(Material for this exercise):
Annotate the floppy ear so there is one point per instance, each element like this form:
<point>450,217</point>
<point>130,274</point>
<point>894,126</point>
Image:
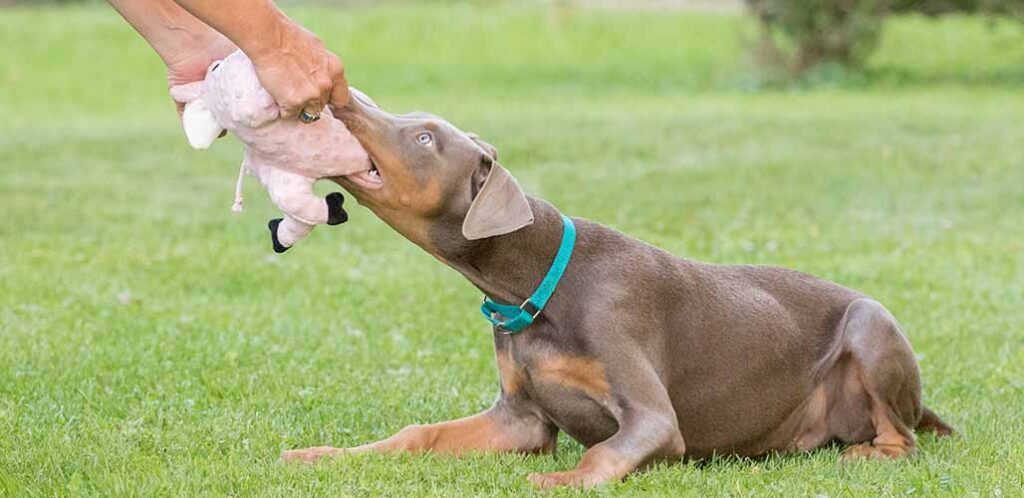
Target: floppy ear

(Exercise instructions):
All of the data above is to be repeated exactly, with the pictures left out.

(Reply to the task):
Annotate the floppy ear so there is one point per instance, each element like this form:
<point>450,217</point>
<point>130,274</point>
<point>894,126</point>
Image:
Target: floppy ear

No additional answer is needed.